[Required work] Reproduce the entries. Each one must match the original exactly.

[Dataset extract]
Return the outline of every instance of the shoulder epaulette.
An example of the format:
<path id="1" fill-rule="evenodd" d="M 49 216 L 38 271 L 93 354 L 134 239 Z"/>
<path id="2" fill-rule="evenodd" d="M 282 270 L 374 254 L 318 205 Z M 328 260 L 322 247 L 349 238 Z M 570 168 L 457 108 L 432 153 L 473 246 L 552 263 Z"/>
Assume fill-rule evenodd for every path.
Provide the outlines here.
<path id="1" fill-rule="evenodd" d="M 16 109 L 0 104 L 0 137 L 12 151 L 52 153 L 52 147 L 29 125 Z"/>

[Reply to the exercise]
Return the outline of every instance of the shoulder epaulette.
An example of the format:
<path id="1" fill-rule="evenodd" d="M 49 216 L 38 271 L 93 354 L 134 239 Z"/>
<path id="2" fill-rule="evenodd" d="M 282 270 L 374 254 L 318 205 Z M 328 260 L 322 247 L 349 238 Z M 570 168 L 457 108 L 432 153 L 473 246 L 552 263 Z"/>
Assume fill-rule evenodd for every path.
Provide the outlines here.
<path id="1" fill-rule="evenodd" d="M 16 109 L 0 104 L 0 137 L 12 151 L 52 153 L 52 147 L 29 125 Z"/>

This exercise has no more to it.